**What needs to be done**
Only an exact copy of the lines from the one containing "Every instance of the flower" through the last line of the material below belongs in the answer, with no pictures.

********************

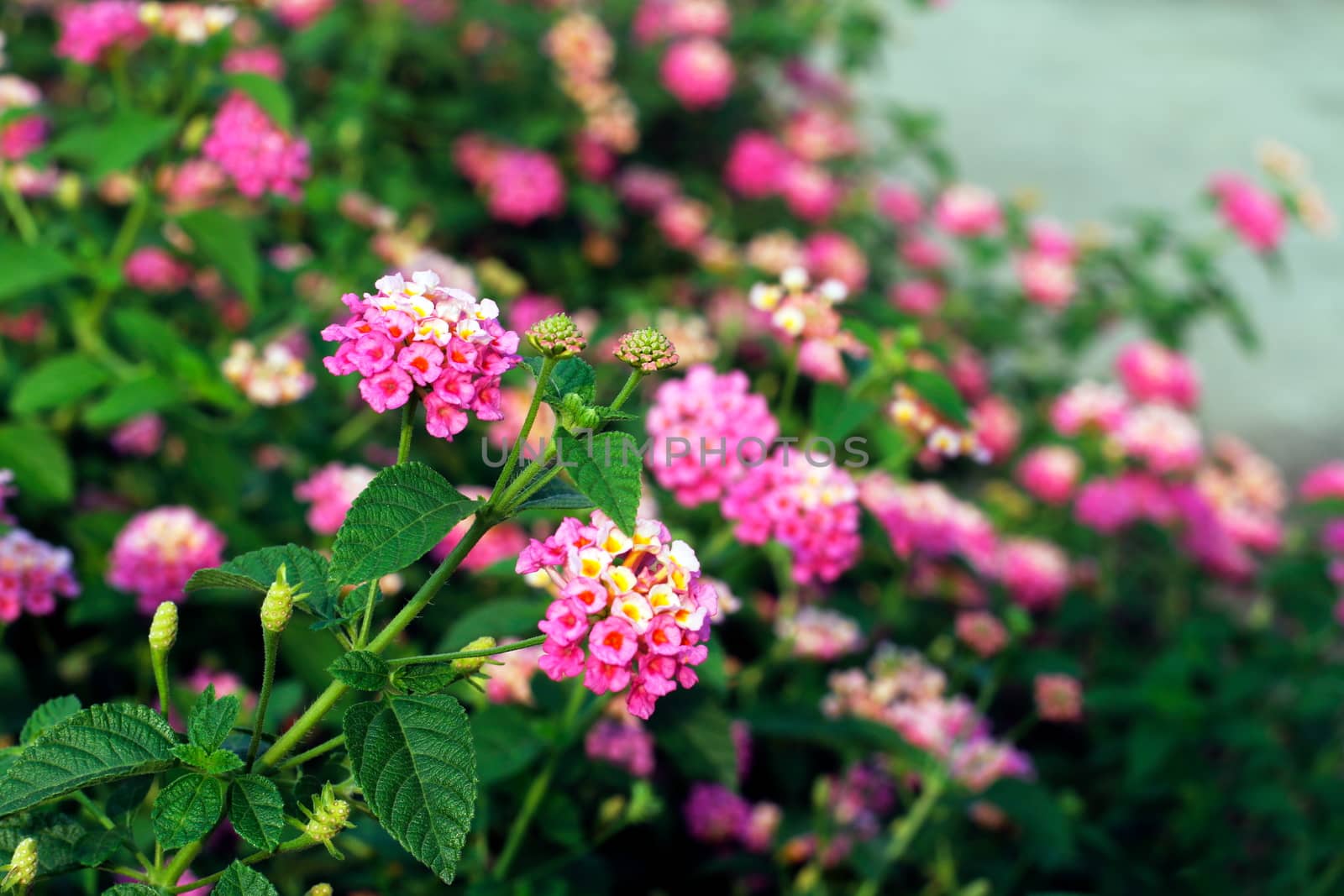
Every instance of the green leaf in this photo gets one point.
(255, 570)
(118, 145)
(151, 392)
(26, 269)
(239, 880)
(425, 678)
(58, 840)
(226, 242)
(47, 716)
(266, 93)
(941, 394)
(394, 521)
(257, 812)
(506, 743)
(187, 809)
(212, 720)
(609, 473)
(39, 461)
(414, 761)
(360, 669)
(558, 495)
(218, 762)
(58, 382)
(98, 745)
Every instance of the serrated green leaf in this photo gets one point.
(58, 382)
(414, 761)
(58, 840)
(239, 880)
(425, 678)
(557, 495)
(26, 269)
(606, 468)
(39, 461)
(96, 846)
(118, 145)
(218, 762)
(98, 745)
(266, 93)
(360, 669)
(257, 812)
(131, 399)
(941, 394)
(394, 521)
(228, 244)
(187, 809)
(47, 716)
(212, 720)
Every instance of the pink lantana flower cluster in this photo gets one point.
(702, 412)
(417, 336)
(631, 610)
(521, 186)
(89, 29)
(33, 575)
(811, 510)
(255, 155)
(331, 490)
(900, 689)
(159, 550)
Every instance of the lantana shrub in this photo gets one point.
(549, 448)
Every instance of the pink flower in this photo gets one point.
(1046, 280)
(420, 338)
(1326, 483)
(1257, 217)
(624, 743)
(155, 270)
(644, 575)
(331, 490)
(33, 575)
(1059, 698)
(1152, 372)
(806, 504)
(981, 631)
(900, 204)
(965, 210)
(831, 255)
(707, 429)
(698, 71)
(1035, 573)
(1050, 473)
(756, 165)
(89, 29)
(159, 550)
(139, 437)
(253, 152)
(920, 297)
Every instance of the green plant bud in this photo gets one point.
(163, 629)
(470, 665)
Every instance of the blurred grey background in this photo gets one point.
(1112, 103)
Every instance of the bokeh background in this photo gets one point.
(1102, 105)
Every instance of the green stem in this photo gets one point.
(511, 463)
(270, 645)
(335, 691)
(403, 446)
(904, 833)
(24, 219)
(468, 654)
(537, 793)
(326, 747)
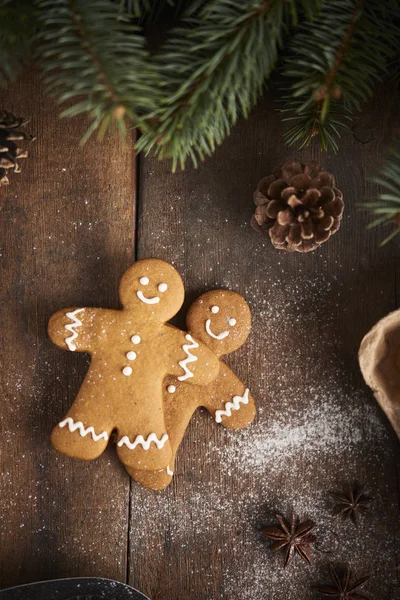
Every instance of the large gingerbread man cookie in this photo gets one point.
(221, 319)
(132, 352)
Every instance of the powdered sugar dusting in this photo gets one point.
(313, 413)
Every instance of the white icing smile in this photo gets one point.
(216, 336)
(143, 298)
(83, 431)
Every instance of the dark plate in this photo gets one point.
(80, 588)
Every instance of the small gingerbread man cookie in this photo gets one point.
(222, 320)
(132, 351)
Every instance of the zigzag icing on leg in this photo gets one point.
(189, 357)
(72, 327)
(78, 425)
(230, 406)
(140, 441)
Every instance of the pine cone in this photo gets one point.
(10, 152)
(299, 206)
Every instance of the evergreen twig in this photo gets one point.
(16, 36)
(386, 208)
(213, 68)
(93, 58)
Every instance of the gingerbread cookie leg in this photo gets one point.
(221, 319)
(226, 398)
(180, 402)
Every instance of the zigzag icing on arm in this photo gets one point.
(78, 425)
(189, 357)
(71, 327)
(140, 441)
(230, 406)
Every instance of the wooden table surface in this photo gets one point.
(70, 224)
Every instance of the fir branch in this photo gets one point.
(386, 208)
(334, 64)
(140, 9)
(93, 58)
(16, 34)
(213, 68)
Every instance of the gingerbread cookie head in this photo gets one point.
(221, 319)
(153, 289)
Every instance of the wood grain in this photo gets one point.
(67, 234)
(310, 313)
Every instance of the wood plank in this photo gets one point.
(67, 234)
(318, 425)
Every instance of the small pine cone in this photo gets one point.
(299, 206)
(10, 151)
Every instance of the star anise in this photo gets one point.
(342, 588)
(351, 502)
(293, 537)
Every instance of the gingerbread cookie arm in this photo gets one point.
(228, 400)
(75, 329)
(196, 363)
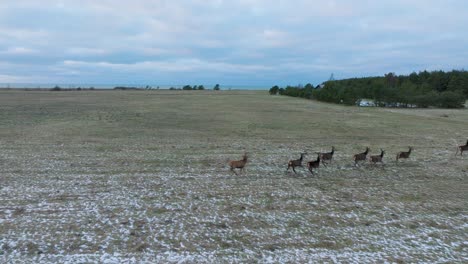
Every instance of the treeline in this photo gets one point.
(423, 89)
(217, 87)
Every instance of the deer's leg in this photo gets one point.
(232, 169)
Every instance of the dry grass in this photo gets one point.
(121, 175)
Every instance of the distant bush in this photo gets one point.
(423, 89)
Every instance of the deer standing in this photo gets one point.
(327, 156)
(238, 164)
(462, 148)
(314, 164)
(296, 163)
(404, 154)
(360, 156)
(377, 158)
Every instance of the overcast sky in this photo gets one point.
(238, 42)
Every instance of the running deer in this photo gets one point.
(377, 158)
(238, 164)
(360, 157)
(296, 163)
(314, 164)
(327, 156)
(404, 154)
(462, 148)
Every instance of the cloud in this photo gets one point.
(237, 41)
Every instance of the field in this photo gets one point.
(142, 176)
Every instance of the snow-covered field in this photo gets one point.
(123, 177)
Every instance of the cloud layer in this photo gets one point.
(244, 42)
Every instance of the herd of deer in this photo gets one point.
(326, 157)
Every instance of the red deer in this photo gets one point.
(327, 156)
(360, 156)
(377, 158)
(404, 154)
(296, 163)
(462, 148)
(314, 164)
(238, 164)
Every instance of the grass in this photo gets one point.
(142, 174)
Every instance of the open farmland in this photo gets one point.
(115, 176)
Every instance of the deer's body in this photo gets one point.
(404, 154)
(314, 164)
(238, 164)
(462, 148)
(327, 156)
(296, 163)
(377, 158)
(360, 157)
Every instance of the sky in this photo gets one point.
(239, 42)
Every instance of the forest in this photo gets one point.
(424, 89)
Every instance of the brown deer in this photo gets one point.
(314, 164)
(238, 164)
(462, 148)
(360, 156)
(377, 158)
(296, 163)
(404, 154)
(327, 156)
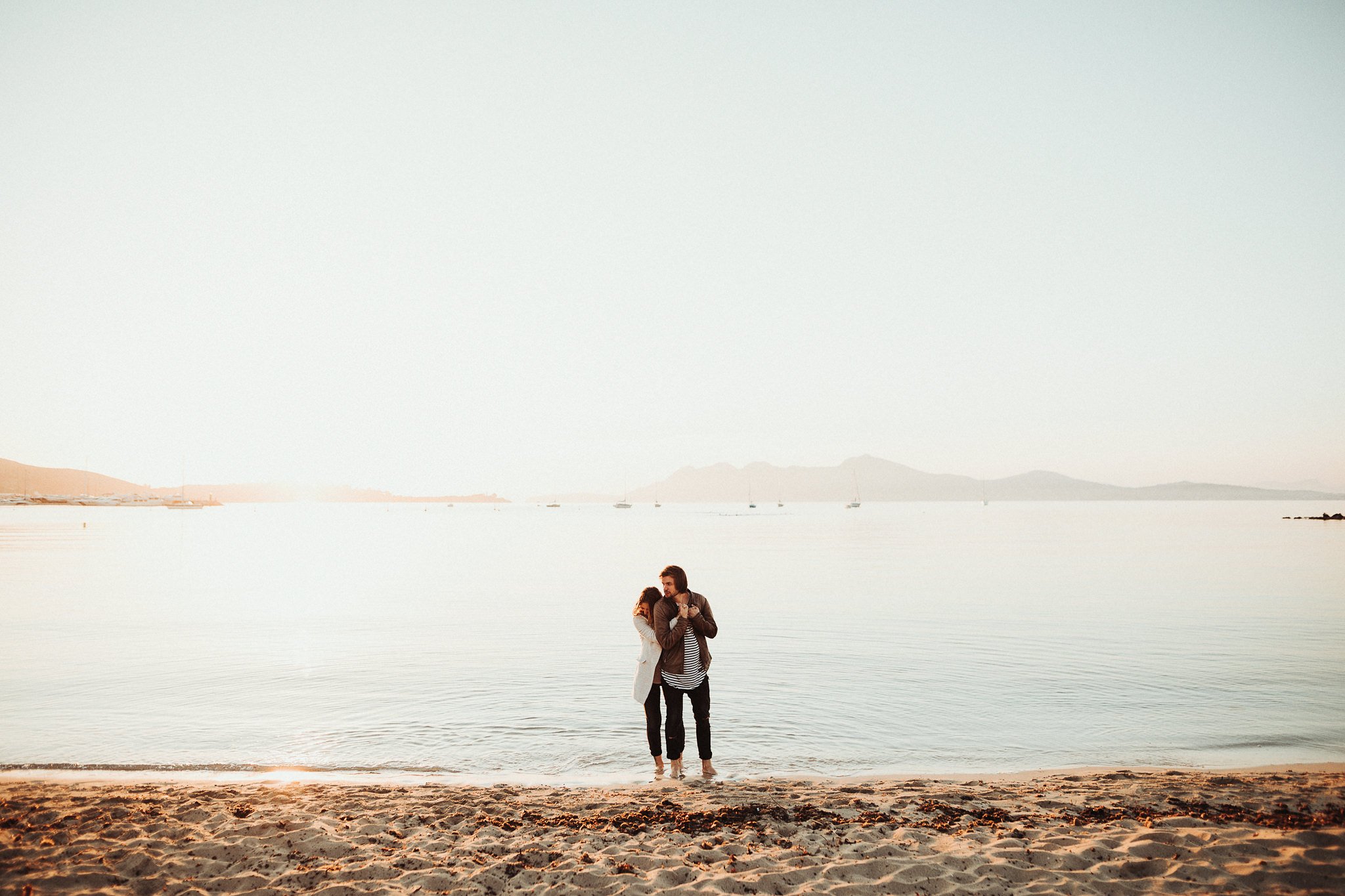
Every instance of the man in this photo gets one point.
(682, 621)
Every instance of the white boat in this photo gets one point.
(181, 501)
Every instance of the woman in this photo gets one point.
(648, 679)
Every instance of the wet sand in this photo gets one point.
(1102, 832)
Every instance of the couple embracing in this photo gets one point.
(674, 660)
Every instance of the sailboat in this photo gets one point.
(181, 503)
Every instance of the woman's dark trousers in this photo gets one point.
(699, 708)
(653, 720)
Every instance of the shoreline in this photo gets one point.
(110, 773)
(1051, 830)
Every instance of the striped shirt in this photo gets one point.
(692, 671)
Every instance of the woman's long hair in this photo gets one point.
(645, 606)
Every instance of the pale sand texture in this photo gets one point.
(1122, 832)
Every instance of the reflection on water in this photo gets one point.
(912, 637)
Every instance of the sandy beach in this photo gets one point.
(1109, 832)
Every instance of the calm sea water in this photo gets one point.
(498, 643)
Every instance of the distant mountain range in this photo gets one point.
(20, 479)
(883, 480)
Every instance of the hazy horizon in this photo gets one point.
(516, 249)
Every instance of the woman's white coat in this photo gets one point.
(649, 661)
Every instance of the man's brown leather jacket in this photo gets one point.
(670, 629)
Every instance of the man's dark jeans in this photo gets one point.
(699, 708)
(653, 721)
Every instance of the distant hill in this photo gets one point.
(18, 479)
(883, 480)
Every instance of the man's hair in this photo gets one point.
(678, 576)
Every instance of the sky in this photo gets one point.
(537, 247)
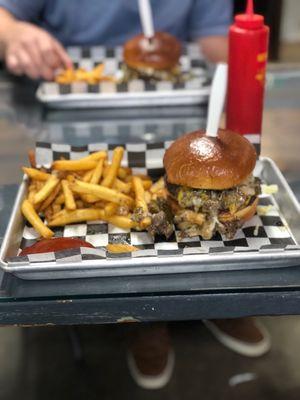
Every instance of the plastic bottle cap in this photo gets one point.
(249, 20)
(254, 21)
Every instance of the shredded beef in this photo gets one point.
(162, 218)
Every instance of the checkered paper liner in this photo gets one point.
(266, 232)
(191, 62)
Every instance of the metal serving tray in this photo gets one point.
(135, 93)
(237, 258)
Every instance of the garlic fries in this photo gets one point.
(88, 189)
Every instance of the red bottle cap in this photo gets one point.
(249, 20)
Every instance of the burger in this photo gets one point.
(156, 58)
(210, 183)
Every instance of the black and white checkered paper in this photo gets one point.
(265, 232)
(191, 62)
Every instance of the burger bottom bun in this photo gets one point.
(241, 215)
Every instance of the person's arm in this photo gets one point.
(208, 25)
(27, 49)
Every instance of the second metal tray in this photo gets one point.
(279, 246)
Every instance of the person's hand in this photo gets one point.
(32, 51)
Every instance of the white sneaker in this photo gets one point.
(245, 336)
(157, 381)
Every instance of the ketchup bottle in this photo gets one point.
(248, 53)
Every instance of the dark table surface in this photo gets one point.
(144, 298)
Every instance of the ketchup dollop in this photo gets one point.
(55, 244)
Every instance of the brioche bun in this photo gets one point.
(199, 161)
(161, 54)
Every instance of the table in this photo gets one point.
(141, 298)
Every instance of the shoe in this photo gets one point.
(245, 336)
(151, 358)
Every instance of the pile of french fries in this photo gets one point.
(96, 75)
(91, 188)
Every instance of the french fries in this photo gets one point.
(114, 167)
(87, 189)
(45, 191)
(66, 217)
(138, 188)
(97, 172)
(74, 165)
(102, 192)
(69, 197)
(96, 75)
(34, 173)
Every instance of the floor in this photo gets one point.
(38, 363)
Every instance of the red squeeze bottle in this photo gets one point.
(248, 53)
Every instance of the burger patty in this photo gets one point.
(150, 74)
(207, 205)
(206, 201)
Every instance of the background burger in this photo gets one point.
(157, 58)
(210, 183)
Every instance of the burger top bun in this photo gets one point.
(203, 162)
(161, 54)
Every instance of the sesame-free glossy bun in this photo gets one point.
(203, 162)
(161, 54)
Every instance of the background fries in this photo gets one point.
(91, 188)
(96, 75)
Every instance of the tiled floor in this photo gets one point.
(38, 363)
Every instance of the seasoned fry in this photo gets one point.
(147, 197)
(97, 172)
(158, 185)
(36, 174)
(31, 194)
(96, 75)
(120, 248)
(31, 216)
(31, 158)
(122, 186)
(88, 175)
(45, 191)
(97, 155)
(138, 188)
(145, 222)
(74, 165)
(103, 193)
(51, 198)
(79, 204)
(123, 172)
(110, 209)
(69, 198)
(80, 215)
(60, 199)
(113, 169)
(147, 184)
(56, 208)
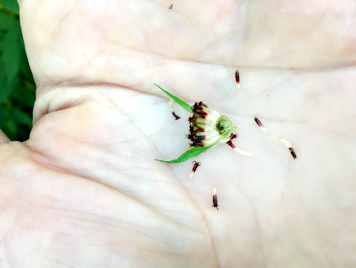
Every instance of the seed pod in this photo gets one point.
(172, 111)
(258, 122)
(290, 148)
(215, 198)
(196, 165)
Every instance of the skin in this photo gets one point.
(84, 190)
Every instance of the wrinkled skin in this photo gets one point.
(84, 190)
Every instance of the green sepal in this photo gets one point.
(182, 103)
(188, 154)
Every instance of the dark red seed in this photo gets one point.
(237, 76)
(292, 152)
(231, 144)
(258, 122)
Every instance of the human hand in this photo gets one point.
(84, 190)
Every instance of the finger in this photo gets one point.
(3, 137)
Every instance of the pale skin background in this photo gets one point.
(84, 190)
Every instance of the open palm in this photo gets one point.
(84, 190)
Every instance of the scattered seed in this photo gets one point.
(172, 111)
(286, 143)
(237, 77)
(215, 198)
(229, 142)
(258, 122)
(196, 165)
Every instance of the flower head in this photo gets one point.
(207, 127)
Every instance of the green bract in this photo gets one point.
(207, 128)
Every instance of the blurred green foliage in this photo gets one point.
(17, 87)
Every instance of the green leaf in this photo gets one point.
(11, 5)
(182, 103)
(9, 46)
(11, 126)
(21, 117)
(188, 154)
(7, 88)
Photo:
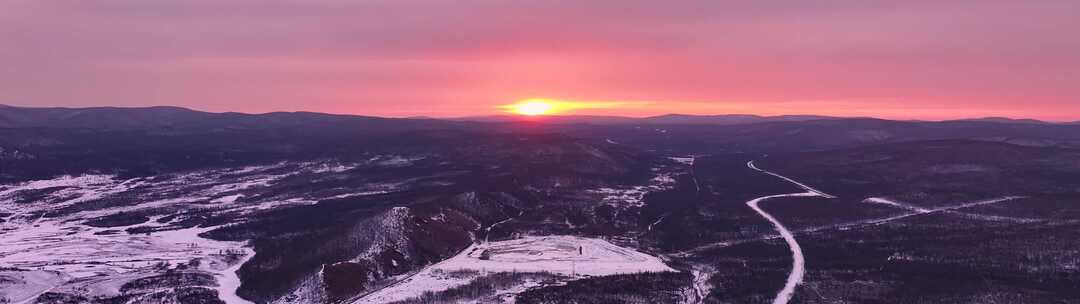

********************

**Answer space**
Every instance of the flower head in this photo gets one point.
(207, 127)
Every instance of the green bract in this photo gets one point.
(207, 128)
Every instance of the blurred green foliage in this photo gets one point.
(17, 87)
Every instance of the green leaf in this photo gets one point.
(11, 5)
(182, 103)
(9, 46)
(11, 126)
(21, 117)
(188, 154)
(7, 88)
Photo:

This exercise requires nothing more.